Task to carry out >> Reproduce the material in full, exactly as written.

Supplied information >>
▽

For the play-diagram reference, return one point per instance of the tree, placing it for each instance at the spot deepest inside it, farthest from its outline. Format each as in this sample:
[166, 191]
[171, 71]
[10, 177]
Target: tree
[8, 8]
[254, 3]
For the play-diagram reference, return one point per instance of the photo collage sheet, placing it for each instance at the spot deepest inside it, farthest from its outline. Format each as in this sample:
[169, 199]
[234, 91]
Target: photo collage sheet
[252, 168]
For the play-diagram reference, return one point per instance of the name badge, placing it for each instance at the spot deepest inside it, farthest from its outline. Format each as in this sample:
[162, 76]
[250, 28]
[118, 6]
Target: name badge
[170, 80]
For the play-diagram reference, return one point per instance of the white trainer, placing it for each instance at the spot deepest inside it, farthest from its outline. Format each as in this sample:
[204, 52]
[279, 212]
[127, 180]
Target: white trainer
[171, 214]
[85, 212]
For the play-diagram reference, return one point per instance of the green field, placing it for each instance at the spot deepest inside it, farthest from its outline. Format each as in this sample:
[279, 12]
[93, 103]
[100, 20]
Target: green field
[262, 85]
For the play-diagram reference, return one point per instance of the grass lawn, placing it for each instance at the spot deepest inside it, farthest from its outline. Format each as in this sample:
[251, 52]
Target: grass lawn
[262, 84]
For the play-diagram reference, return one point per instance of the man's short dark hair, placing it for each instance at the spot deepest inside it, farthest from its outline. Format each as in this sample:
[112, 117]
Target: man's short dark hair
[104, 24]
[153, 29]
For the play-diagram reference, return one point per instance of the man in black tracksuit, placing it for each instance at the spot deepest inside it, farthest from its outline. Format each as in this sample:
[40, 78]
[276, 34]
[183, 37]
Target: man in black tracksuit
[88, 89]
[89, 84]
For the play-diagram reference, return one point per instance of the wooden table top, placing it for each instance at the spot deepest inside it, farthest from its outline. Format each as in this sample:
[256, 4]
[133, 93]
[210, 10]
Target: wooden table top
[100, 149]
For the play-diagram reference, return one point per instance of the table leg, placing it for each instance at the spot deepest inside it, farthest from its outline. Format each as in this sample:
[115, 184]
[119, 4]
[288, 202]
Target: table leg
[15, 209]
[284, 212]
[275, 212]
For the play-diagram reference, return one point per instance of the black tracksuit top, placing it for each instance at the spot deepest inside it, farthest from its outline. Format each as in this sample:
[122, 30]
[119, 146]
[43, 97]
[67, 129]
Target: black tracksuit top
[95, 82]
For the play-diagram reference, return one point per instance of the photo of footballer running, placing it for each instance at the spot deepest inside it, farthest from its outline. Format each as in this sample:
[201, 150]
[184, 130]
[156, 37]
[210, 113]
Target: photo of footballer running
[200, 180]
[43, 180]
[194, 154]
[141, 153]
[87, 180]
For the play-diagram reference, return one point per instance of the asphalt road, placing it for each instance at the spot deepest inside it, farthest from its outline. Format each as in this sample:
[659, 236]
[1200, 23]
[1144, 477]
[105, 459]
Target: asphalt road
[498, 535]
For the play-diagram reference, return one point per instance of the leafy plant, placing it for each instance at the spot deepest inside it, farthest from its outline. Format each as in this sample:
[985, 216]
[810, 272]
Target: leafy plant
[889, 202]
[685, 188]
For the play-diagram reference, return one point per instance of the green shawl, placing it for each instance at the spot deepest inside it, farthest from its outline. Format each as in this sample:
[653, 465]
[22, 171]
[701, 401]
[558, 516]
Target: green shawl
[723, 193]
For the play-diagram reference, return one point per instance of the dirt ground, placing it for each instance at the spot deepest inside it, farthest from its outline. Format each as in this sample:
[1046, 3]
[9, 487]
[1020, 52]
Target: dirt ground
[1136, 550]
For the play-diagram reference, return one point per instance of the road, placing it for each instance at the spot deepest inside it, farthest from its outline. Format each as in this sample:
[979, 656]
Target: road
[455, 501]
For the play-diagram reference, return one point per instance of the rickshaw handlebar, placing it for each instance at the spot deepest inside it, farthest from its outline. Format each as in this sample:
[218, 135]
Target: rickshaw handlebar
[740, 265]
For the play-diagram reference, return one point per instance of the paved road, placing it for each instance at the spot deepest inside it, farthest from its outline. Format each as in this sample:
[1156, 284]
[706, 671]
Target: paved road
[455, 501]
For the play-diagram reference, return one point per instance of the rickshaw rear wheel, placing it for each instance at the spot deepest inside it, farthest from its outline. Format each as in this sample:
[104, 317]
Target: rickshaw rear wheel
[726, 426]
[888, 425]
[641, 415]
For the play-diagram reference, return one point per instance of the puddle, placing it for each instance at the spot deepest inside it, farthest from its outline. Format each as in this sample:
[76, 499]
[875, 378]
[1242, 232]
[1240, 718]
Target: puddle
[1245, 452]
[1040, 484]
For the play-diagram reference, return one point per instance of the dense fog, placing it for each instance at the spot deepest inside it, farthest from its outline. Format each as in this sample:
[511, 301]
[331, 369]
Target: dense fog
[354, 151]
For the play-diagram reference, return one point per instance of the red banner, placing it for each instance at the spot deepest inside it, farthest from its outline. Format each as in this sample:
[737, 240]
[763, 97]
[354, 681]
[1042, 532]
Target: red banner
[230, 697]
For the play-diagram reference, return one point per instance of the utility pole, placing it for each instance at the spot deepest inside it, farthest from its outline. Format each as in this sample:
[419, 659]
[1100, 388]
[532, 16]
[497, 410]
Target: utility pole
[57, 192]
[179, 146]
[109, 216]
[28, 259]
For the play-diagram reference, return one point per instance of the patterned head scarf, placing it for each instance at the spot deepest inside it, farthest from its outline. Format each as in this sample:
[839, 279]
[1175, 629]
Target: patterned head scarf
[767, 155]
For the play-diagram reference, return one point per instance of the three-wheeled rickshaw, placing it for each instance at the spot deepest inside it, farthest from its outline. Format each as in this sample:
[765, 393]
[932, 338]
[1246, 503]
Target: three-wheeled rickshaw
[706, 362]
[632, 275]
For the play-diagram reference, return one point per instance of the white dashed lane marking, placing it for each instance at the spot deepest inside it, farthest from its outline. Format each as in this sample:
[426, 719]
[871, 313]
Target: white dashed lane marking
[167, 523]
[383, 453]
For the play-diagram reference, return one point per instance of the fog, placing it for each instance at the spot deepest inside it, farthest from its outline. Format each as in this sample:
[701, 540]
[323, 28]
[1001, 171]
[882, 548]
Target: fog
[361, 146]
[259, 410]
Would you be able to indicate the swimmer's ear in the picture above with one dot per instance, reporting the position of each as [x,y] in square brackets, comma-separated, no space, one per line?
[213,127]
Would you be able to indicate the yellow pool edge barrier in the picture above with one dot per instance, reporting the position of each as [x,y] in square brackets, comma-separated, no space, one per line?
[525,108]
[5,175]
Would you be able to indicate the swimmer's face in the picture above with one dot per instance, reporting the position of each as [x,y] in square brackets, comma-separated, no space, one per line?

△

Answer to the task >>
For the play-diagram reference, return one point per instance of the tree, placing it for each instance at the spot deepest inside it, farthest from its outline. Format each as in this sample:
[166, 191]
[171, 71]
[10, 177]
Target: tree
[8, 8]
[254, 3]
For the play-diagram reference, return one point per instance of the photo collage sheet, placing it for each instance at the spot deepest inside it, farthest from its outline. Format each as in this sample:
[169, 199]
[234, 91]
Target: photo collage sheet
[252, 168]
For the play-diagram reference, return one point per instance of the name badge, placing it for each instance at the spot deepest inside it, farthest from its outline. Format each as in this sample:
[162, 76]
[250, 28]
[118, 6]
Target: name badge
[170, 80]
For the play-diagram reference, return one point per instance of the white trainer, placing it for each instance at the spot deepest inside it, farthest from its outline. Format each as in this sample:
[204, 52]
[279, 212]
[127, 180]
Target: white trainer
[171, 214]
[85, 212]
For the play-diagram reference, return one point per instance of the green field, placing it for each instance at the spot deepest inside it, farthest from its outline. Format each as in this sample:
[279, 12]
[93, 103]
[100, 20]
Target: green field
[262, 85]
For the play-diagram reference, return one point per instance of the grass lawn, placing it for each instance at the spot deepest inside it, farthest from its outline. Format each as in this sample:
[251, 52]
Target: grass lawn
[262, 84]
For the play-diagram reference, return one point per instance of the man's short dark hair, placing it for each instance at the spot deepest inside it, farthest from its outline. Format each as in this sample:
[112, 117]
Target: man's short dark hair
[104, 24]
[153, 29]
For the play-diagram reference, return one point per instance of the man in black tracksuit, placing it for each instance at the spot deepest inside it, farthest from its outline. Format each as in this sample:
[40, 78]
[276, 34]
[183, 37]
Target: man in black tracksuit
[88, 89]
[89, 84]
For the play-diagram reference, return one point per instance of the wooden table top, placing it for each instance at the spot deepest inside it, farthest from its outline. Format each as in this sample:
[256, 4]
[133, 93]
[210, 10]
Target: wooden table top
[100, 149]
For the play-diagram reference, return one point per instance of the table leg, placing it for each instance at the spot deepest inside it, farthest from its outline. Format each as in this sample:
[115, 184]
[119, 4]
[288, 202]
Target: table leg
[15, 209]
[284, 212]
[275, 212]
For the play-diagram reference, return one point per instance of the black tracksuit top, placing it for each instance at the spot deepest inside it, farthest from its outline. Format each as in this sample:
[122, 30]
[119, 146]
[43, 97]
[67, 129]
Target: black tracksuit top
[95, 82]
For the play-diagram reference, return one point per instance of the photo of footballer running, placing it for each instance at the spot deepest inside it, farthest from its outline. Format each as in this sample:
[201, 150]
[184, 130]
[156, 37]
[210, 113]
Target: photo of footballer running
[200, 180]
[43, 180]
[194, 154]
[141, 153]
[87, 180]
For the play-diagram reference, return one point per instance of the asphalt road, placing it for each instance at the spot deepest inside it, farthest from its outline. Format each as in this sample:
[659, 236]
[1200, 23]
[1144, 477]
[105, 459]
Target: asphalt road
[498, 535]
For the play-diagram reference, return one point per instance of the leafy plant, placing it for each instance at the spot deepest inside it, farthest from its outline. Format each as in this sample:
[985, 216]
[810, 272]
Target: leafy plant
[889, 202]
[685, 188]
For the play-diagram reference, return one point per instance of the green shawl, placing it for each instance at the spot deepest inside it, farthest from its outline. Format each as in this sample:
[653, 465]
[22, 171]
[701, 401]
[558, 516]
Target: green shawl
[723, 193]
For the play-diagram reference, return one point per instance of the dirt ground, placing it for each instance at the spot deepest inside it, farthest from its outline. Format each as in this sample:
[1046, 3]
[9, 487]
[1020, 52]
Target: dirt ground
[1136, 550]
For the play-diagram reference, return one point per instance of the road, placing it for each instance at the spot deepest inside it, farthest from its outline. Format each as in this sample:
[979, 656]
Target: road
[455, 501]
For the play-diagram reference, return one point per instance of the rickshaw handlebar, placing it for each instance at the spot deepest inside it, farthest from its outline. Format each as in this sample:
[218, 135]
Target: rickshaw handlebar
[740, 265]
For the play-diagram reference, return one point per instance of the paved road, placing it for each instance at the spot deepest inside it, farthest from its outline. Format each as in this sample:
[1156, 284]
[706, 671]
Target: paved road
[455, 501]
For the play-diagram reference, return one point per instance of the rickshaw rear wheel, placing it for each instance at the spot deepest inside it, farthest from its outline. Format each as in this sample:
[104, 317]
Target: rickshaw rear wheel
[726, 426]
[888, 425]
[641, 415]
For the play-diagram reference, return one point per instance of the puddle, placing it for each instance at the spot deepest inside it, farthest from its outline. Format each as in this sample:
[76, 499]
[875, 378]
[1242, 232]
[1240, 718]
Target: puddle
[1245, 452]
[1040, 484]
For the play-diagram reference, return one point per instance of the dense fog, placing it for each instance at the spot deepest inside it, farthest from its outline. Format each as in this sample:
[511, 301]
[331, 369]
Target: dense fog
[354, 151]
For the play-diagram reference, return one point per instance of the red banner, placing it for each instance at the spot deepest inside it, farthest from its outline. Format each as in this sample:
[737, 240]
[763, 97]
[354, 681]
[1042, 532]
Target: red banner
[230, 697]
For the play-diagram reference, return one point per instance of the utility pole, placing it for each instance at the spot deepest inside it, farthest from its outline. Format each as in this sample:
[419, 659]
[1100, 388]
[532, 16]
[497, 410]
Target: utility pole
[57, 192]
[179, 146]
[109, 216]
[28, 259]
For the play-diagram reference, return one point per instance of the patterned head scarf, placing it for each instance at the spot deepest inside it, farthest from its outline. Format each as in this sample:
[839, 279]
[1175, 629]
Target: patterned head scarf
[767, 155]
For the play-diagram reference, return one point per instance of the three-wheeled rickshaw, placing it for each instance at the spot deepest inside it, farthest from its outline. Format each as in this sample:
[765, 393]
[932, 338]
[1246, 503]
Target: three-wheeled rickshaw
[706, 362]
[632, 275]
For the play-diagram reference, return one point per instance of the white dashed lane marking, placing it for each instance at the spot deepest inside it, farthest from its outline. Format each as in this sample:
[426, 719]
[871, 313]
Target: white dashed lane marking
[167, 523]
[383, 453]
For the play-diagram reference, return one point per instance of the fog, placing it for each instance at the spot deepest inside it, farthest from its outline. Format each as in this sample:
[701, 540]
[323, 28]
[1001, 171]
[882, 548]
Target: fog
[361, 146]
[259, 410]
Would you be able to indicate the swimmer's ear in the picture above with one dot per instance, reporting the position of each as [x,y] in square brackets, comma-separated, no space, one per line?
[213,127]
Would you be able to indicate the yellow pool edge barrier in the picture above with one dot per instance, reporting the position of each as [x,y] in square brackets, comma-separated, no space, one per line?
[525,108]
[5,175]
Would you be able to indicate the swimmer's face in the picture above with one dot per instance, reporting the position of each as [x,y] in square brackets, comma-separated, no space, one per line?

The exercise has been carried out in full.